Problem 1: Could you arrange the stored data rows as a two-column CSV with the columns request and answer, starting at the row containing "one concrete floor?" and ending at the last row? Put each row's text and its answer in one quoted field apiece, with line breaks turned into spaces.
start Document text
How do I Grow Swiss Chard?
Swiss chard can be directly sown in the early spring and they can continue to be sown until summer. Spacing your swiss chard depends on what you want you plants for
- For cooking: 4-5 inches apart
- For salad greens: 1 inch apart
- For continuous harvest of outer leaves: 8 inches apart
Swiss chard may bolt in the summer heat. Keep it well watered and mulched to avoid bolting. If your chard does not bolt in it's first season, it will in it's second as it is a biennial. If you have the space, try letting it flower for the bees.
There are many different varieties of swiss chard, try experimenting to see which varieties you like best.
1 cup: Vitamin K (374%), Vitamin A (44%), Vitamin C (18%), Magnesium (7%), Manganese (7%)
Start harvesting your swiss chard when leaves are 6-9 inches tall and continue to harvest them every week. To harvest the leaves carefully cut the outer stem at the plant base with scissors.
Preparing and using
Depending on what you plan to use the swiss chard for, here is how you can prepare them:
- For salads: Clip the plants 1/2 inches at about the soil at about 5 weeks
- For cooking: harvest whole plant at soil level
- For Continuous harvest of outer leaves: Cut off outer stalks with a knife
Helpful Tips and Tricks
Mulch your swiss chard with loose hay so they can be harvested well into winter, and remove the hay in early spring to get an early harvest. You’ll need to plant new seeds each year as swiss chard will harvest for two spring seasons.
end Document text
start Data rows
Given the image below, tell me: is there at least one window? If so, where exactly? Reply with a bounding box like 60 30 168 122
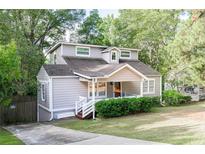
143 80 148 93
54 53 57 64
41 83 46 101
89 83 97 97
98 82 106 96
112 50 117 61
76 47 90 56
120 51 131 59
88 82 107 98
143 79 155 94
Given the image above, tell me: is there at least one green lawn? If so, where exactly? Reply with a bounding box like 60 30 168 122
54 102 205 144
0 127 23 145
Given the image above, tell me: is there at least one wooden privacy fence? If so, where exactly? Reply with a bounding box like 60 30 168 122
0 96 37 125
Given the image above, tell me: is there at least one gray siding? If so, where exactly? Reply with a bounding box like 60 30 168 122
37 66 49 81
53 78 88 110
49 46 67 64
122 81 140 96
56 46 67 64
37 67 49 108
143 76 160 96
107 82 113 98
63 45 103 58
38 106 51 121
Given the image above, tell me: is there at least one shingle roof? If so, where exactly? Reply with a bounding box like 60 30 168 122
120 59 160 76
43 57 160 77
43 64 74 76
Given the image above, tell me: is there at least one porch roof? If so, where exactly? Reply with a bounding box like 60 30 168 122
43 57 160 78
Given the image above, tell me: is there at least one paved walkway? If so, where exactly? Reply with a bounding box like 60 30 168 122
5 123 164 145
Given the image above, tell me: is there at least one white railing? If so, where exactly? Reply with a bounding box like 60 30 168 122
82 100 95 118
75 96 87 115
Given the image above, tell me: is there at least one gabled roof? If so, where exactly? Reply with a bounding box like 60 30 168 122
43 57 160 78
43 64 74 76
119 59 160 76
45 41 140 56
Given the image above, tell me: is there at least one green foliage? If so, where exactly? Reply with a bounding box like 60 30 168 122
0 42 21 105
162 90 191 106
115 10 180 74
0 9 85 95
164 10 205 85
95 97 159 118
78 10 104 45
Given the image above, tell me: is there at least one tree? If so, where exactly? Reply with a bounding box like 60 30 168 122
78 10 104 45
115 10 180 72
165 10 205 85
0 42 20 105
0 10 85 95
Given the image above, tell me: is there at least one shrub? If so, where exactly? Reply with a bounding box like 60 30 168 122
95 97 159 118
162 90 191 106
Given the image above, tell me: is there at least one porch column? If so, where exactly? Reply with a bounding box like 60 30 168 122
92 78 95 119
140 79 144 97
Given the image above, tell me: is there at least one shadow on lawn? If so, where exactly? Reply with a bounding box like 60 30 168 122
132 125 205 144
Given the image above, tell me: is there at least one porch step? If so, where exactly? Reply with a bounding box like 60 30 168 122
75 111 93 120
55 112 74 119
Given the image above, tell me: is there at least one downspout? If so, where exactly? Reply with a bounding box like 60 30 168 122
160 76 162 102
49 77 53 121
140 79 144 97
92 78 97 119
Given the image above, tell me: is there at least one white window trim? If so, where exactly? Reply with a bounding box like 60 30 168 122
120 50 131 59
75 46 90 57
40 82 46 102
111 50 118 62
53 52 57 64
112 82 122 97
88 81 107 98
143 79 155 94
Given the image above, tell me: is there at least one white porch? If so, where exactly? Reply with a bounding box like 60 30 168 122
76 67 147 119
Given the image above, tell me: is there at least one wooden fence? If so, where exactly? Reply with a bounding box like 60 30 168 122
0 96 37 125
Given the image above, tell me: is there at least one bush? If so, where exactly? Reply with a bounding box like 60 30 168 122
95 97 159 118
162 90 191 106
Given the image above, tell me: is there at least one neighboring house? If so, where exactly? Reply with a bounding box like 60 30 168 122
179 85 205 101
37 42 161 121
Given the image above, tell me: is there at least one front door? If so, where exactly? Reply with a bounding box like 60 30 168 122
113 82 121 97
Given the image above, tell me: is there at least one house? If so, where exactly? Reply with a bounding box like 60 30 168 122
37 42 162 121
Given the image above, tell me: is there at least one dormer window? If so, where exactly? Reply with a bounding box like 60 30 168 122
111 50 117 61
76 47 90 57
120 50 131 59
53 53 57 64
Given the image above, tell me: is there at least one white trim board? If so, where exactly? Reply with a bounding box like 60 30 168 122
75 46 90 57
74 64 149 80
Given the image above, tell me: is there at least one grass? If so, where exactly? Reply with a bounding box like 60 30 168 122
0 127 23 145
54 102 205 144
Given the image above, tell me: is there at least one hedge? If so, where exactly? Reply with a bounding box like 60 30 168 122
162 90 191 106
95 97 160 118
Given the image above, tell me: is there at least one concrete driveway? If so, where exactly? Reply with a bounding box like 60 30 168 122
5 123 163 145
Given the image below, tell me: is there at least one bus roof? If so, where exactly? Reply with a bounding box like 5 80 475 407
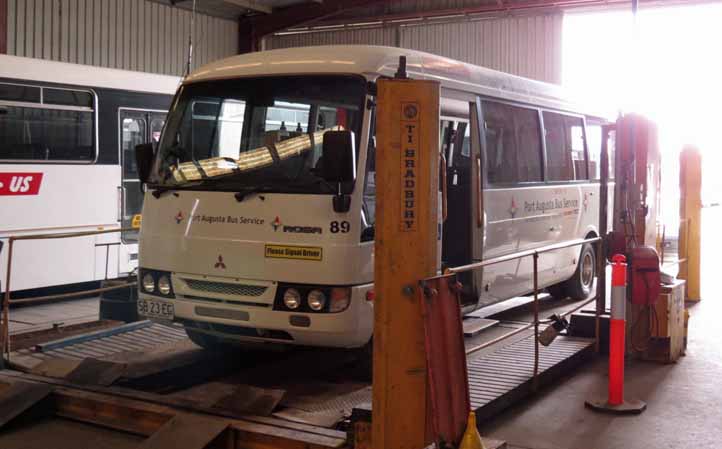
184 45 609 117
0 55 181 95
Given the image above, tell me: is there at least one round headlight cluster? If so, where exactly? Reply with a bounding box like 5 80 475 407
283 288 301 310
143 273 155 293
140 270 173 297
306 290 326 312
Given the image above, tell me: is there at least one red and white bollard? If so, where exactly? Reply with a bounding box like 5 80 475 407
585 254 647 414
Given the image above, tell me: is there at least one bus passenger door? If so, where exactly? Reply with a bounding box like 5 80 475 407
118 109 166 274
440 114 478 307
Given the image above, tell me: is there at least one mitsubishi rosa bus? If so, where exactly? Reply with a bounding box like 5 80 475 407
132 46 611 348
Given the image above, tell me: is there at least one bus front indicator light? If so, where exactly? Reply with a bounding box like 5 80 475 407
306 290 326 312
143 273 155 293
328 287 351 312
283 288 301 310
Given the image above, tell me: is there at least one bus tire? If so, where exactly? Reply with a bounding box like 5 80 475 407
356 338 374 381
549 243 597 300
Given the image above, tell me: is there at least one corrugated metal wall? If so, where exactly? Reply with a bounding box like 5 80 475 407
266 14 562 83
7 0 238 75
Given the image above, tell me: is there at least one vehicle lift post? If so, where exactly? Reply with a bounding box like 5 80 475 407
678 146 702 301
371 62 440 449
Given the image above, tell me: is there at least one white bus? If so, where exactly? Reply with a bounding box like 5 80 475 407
132 46 606 348
0 55 180 296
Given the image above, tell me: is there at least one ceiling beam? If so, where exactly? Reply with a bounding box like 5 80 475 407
223 0 273 14
240 0 384 39
288 0 704 31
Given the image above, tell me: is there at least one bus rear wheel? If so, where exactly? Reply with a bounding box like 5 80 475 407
549 243 597 300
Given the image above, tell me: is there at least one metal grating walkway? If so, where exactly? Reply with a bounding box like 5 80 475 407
10 323 187 371
467 335 594 419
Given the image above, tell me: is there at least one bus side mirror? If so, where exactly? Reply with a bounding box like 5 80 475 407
321 131 356 183
321 131 356 213
135 143 155 188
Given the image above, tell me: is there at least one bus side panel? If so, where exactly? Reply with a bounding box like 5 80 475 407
0 164 120 291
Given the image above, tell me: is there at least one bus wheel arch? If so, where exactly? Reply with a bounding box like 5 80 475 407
549 231 597 300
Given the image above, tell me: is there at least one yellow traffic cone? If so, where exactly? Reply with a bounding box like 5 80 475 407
459 412 486 449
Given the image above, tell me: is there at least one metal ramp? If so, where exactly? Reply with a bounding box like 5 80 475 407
467 335 594 420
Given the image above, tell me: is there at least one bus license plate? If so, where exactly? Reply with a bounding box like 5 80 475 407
138 298 174 320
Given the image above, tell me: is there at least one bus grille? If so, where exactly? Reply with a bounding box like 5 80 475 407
183 279 268 296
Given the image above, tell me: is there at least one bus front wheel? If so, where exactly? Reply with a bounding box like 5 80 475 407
549 243 597 300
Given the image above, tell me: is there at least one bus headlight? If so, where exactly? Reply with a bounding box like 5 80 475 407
158 275 170 295
143 273 155 293
283 288 301 310
306 290 326 312
328 287 351 312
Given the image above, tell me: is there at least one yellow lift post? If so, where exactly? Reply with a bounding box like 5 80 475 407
371 62 440 449
678 146 702 301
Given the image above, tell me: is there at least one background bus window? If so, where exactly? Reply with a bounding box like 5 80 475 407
482 101 542 184
544 112 588 181
0 84 95 162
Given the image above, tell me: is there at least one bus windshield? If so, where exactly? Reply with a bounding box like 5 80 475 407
152 76 365 193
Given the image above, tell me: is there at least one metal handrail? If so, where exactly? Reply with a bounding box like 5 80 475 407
447 237 602 273
446 237 602 390
0 227 138 358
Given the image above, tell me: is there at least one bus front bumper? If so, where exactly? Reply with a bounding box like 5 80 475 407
138 287 373 348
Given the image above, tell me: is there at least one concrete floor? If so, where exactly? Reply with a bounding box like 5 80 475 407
482 207 722 449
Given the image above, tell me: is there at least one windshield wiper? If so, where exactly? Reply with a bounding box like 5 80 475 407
150 186 178 199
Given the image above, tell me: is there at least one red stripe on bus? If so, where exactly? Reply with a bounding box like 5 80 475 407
0 173 43 195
end Data rows
Problem 2: Which nutrients, with their percentages, does the Swiss chard text give for 1 cup?

Right answer 1:
request,answer
"Given the image above, tell me: is there at least one concrete floor? If so, where exactly? Reply with a bounding box like 5 80 475 407","482 207 722 449"
"Given the image above, tell me: is there at least one windshield wiper? If so, where exactly? Reply with a bounding box like 5 80 475 407","150 186 178 199"
"Given the image above, tell me: is there at least one red stripe on bus? If so, where exactly? Reply with a bounding box like 5 80 475 407","0 173 43 195"

Right answer 2:
- Vitamin K (374%)
- Vitamin A (44%)
- Vitamin C (18%)
- Magnesium (7%)
- Manganese (7%)